At the heart of this case are the maximum interest provisions contained in both the note and the mortgage; as the trial justice noted in his decision, “[t]hese provisions attempt to conform the instruments to the local usury laws, and they are commonly known as usury savings clauses.” Section 4.4 of the note, titled “Maximum Amount,” provides a usury savings clause, which reads in pertinent part:

“A. It is the intention of Maker [NV One] and Payee [PRC] to conform strictly to the usury and similar laws relating to interest from time to time in force, and all agreements between Maker and Payee, whether now existing or hereafter arising and whether oral or written, are hereby expressly limited so that in no contingency or event whatsoever, whether by acceleration of maturity hereof or otherwise, shall the amount paid or agreed to be paid in the aggregate to Payee as interest hereunder or under the other Loan Documents or in any other security agreement given to secure the Loan Amount, or in any other document evidencing, securing or pertaining to the Loan Amount, exceed the maximum amount permissible under applicable usury or such other laws (the ‘Maximum Amount’).

“B. If under any circumstances Payee shall ever receive an amount that would exceed the Maximum Amount, such amount shall be deemed a payment in reduction of the Loan owing hereunder and any obligation of Maker in favor of Payee * * * or if such excessive interest exceeds the unpaid balance of the Loan and any other obligation of Maker in favor of Payee, the excess shall be deemed to have been a payment made by mistake and shall be refunded to Maker.”

Although the parties executed the loan documents, the entire $1.8 million principal balance was not disbursed at the closing of the loan, nor was it ever fully disbursed to NV One. The trial justice attributed this, in part, to the holdbacks for the $940,000 renovation reserve and the $62,500 interest reserve.3 Although the loan documents required both reserves to be placed in escrow, PRC never actually placed funds in escrow, nor did it segregate the funds in any way. Critically, section 2.12 of the note provided that NV One would not accrue any interest on the reserved funds.

At the time of closing there was a net funding disbursement of $761,478.54; and, in January 2008, a disbursement of $143,877.50 was made from the renovation reserve at the request of NV One.

The note contained a provision in section 2.7 allowing the parties to extend the date of maturity for up to an additional twelve months, provided certain conditions were met. Pursuant to that provision, on August 1, 2008, NV One paid PRC $18,000 in consideration for the execution of an allonge,4 which extended the maturity date by ten months to June 1, 2009. The $18,000 and the interest payments on the allonge were paid out of the interest reserve. By September 2008, NV One had received $995,997.50 of the $1.8 million loan. By November 2008, the interest reserve was exhausted. By the new date of maturity, NV One received, at most, $1,007,390.52 on the $1.8 million loan.

Supplied entries ::
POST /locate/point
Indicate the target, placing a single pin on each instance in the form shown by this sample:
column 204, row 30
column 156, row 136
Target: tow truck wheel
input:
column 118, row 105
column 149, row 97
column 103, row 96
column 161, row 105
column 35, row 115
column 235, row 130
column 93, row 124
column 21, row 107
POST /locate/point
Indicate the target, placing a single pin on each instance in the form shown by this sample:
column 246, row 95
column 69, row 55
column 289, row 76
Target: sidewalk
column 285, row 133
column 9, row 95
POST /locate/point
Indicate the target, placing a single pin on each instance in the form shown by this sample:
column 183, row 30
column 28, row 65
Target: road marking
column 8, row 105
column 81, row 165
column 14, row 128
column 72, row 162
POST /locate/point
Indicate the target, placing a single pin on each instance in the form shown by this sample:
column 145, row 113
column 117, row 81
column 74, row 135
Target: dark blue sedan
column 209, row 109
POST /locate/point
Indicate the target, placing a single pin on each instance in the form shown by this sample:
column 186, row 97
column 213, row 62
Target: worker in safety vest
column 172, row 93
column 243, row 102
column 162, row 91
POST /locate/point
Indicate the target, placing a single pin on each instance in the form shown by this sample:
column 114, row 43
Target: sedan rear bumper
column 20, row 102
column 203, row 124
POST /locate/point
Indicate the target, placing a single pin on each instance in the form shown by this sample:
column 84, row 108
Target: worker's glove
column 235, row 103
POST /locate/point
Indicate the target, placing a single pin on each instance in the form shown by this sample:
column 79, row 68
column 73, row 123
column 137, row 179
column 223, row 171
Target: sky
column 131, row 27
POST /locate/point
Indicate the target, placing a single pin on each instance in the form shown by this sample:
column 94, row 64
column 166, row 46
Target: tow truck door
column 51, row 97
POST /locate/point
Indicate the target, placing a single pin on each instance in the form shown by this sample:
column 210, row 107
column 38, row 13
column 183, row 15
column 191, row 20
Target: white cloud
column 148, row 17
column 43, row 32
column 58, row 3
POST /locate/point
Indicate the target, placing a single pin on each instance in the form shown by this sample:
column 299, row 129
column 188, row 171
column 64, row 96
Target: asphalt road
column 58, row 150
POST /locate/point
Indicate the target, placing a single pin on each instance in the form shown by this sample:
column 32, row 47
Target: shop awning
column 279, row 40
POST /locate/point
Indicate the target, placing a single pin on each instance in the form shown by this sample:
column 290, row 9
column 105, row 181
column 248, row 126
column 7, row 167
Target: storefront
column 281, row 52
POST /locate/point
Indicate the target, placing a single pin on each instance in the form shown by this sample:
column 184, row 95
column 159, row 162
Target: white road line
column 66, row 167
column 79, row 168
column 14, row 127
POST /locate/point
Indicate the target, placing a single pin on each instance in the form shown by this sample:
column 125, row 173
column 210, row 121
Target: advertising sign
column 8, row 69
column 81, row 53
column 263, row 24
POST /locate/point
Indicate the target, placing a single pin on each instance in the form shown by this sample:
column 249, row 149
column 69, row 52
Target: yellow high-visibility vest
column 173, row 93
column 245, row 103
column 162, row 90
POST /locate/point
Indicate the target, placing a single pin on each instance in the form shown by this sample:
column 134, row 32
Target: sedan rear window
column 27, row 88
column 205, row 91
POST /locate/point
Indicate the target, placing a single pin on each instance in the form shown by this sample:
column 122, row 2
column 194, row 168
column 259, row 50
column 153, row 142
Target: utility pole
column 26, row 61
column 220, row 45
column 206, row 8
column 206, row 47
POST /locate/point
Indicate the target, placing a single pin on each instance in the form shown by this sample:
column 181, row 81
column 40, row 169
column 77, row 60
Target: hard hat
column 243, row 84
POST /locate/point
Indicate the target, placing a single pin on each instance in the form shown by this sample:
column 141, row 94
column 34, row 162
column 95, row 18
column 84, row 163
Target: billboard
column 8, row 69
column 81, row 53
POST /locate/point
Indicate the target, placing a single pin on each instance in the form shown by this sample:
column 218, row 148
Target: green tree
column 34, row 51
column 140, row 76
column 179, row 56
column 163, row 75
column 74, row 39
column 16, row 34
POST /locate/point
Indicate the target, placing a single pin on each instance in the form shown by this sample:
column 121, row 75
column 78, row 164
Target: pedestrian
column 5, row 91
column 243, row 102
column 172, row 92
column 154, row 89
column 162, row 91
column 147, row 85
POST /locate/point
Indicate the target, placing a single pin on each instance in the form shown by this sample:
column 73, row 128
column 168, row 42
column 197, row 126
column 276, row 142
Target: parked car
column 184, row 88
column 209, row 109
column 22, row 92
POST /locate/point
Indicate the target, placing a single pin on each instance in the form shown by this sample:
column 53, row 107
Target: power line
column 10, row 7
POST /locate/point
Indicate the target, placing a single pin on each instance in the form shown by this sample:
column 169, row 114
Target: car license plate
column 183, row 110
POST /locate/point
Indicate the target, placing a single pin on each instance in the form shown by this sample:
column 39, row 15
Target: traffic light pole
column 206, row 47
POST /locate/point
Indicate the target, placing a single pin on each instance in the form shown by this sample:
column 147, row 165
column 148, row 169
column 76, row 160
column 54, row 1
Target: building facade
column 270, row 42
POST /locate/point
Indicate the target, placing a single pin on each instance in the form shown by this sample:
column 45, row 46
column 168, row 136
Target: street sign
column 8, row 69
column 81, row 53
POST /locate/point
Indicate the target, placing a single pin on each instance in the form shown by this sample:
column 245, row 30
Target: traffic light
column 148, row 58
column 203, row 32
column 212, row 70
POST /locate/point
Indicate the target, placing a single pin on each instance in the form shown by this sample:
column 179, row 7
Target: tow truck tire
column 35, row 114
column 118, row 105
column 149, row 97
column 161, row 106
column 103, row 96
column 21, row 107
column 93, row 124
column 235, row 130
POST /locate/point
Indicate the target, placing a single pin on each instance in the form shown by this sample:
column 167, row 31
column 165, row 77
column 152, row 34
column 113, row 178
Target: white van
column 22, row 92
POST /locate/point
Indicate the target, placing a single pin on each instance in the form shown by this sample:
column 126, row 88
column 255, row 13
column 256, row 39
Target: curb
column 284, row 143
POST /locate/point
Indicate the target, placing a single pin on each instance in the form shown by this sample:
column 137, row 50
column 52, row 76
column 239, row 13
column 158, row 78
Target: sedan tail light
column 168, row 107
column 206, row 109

To be done ::
a – Reproduce the rows word for word, starting at the first line of the rows and ending after the line that contains "column 203, row 124".
b – Pick up the passage about the usury savings clause and the partly disbursed loan right after its final sentence, and keep writing it.

Outputs for the tasks ::
a –
POST /locate/point
Indicate the target, placing a single pin on each instance in the form shown by this sample:
column 204, row 30
column 156, row 136
Target: tow truck wheel
input:
column 118, row 105
column 149, row 97
column 103, row 96
column 161, row 105
column 35, row 115
column 235, row 130
column 93, row 124
column 21, row 107
POST /locate/point
Indicate the target, placing a single pin on each instance in the form shown by this sample:
column 246, row 95
column 69, row 55
column 289, row 76
Target: sidewalk
column 285, row 133
column 9, row 95
POST /locate/point
Indicate the target, placing a single pin on each instance in the form shown by this sample:
column 183, row 30
column 28, row 65
Target: road marking
column 8, row 105
column 81, row 165
column 14, row 128
column 72, row 162
POST /locate/point
Indicate the target, placing a single pin on each instance in the form shown by this sample:
column 145, row 113
column 117, row 81
column 74, row 135
Target: dark blue sedan
column 209, row 109
POST /locate/point
Indicate the target, placing a single pin on each instance in the form shown by this sample:
column 186, row 97
column 213, row 62
Target: worker in safety vest
column 172, row 93
column 243, row 102
column 162, row 91
POST /locate/point
Indicate the target, placing a single pin on each instance in the form shown by this sample:
column 114, row 43
Target: sedan rear bumper
column 20, row 102
column 203, row 124

b –
Although PRC never disbursed the entire $1.8 million loan amount, it routinely charged NV One interest for the entire loan amount. In his decision, the trial justice noted that “[p]rior to the allonge, PRC charged interest at ten percent (10%) of the total $1.8 million, when as little as $761,478.54 was disbursed.” From the time of the execution of the allonge in August 2008 through February 2009, “PRC charged NV One interest at a rate of twelve percent (12%) of the total $1.8 million, despite the fact that at its height, $1,007,390.52 was actually disbursed to NV One.” On February 23, 2009, PRC sent NV One a notice of default for failing to complete renovations within the time provided in the security agreement, and provided a thirty-day cure period, after which it would impose the default interest rate. In March 2009, at the end of the thirty days, “PRC charged NV One the [d]efault rate of twenty-four percent (24%) interest calculated upon the $1.8 million face amount of the [n]ote.” The trial justice found that “[w]hen the interest charged is applied in the context of the amount actually disbursed, the rate exceeds twenty-one percent (21%) essentially throughout the loan.” The trial justice further found that “PRC never adjusted the amount of interest charged to lower it below twenty-one percent (21%).”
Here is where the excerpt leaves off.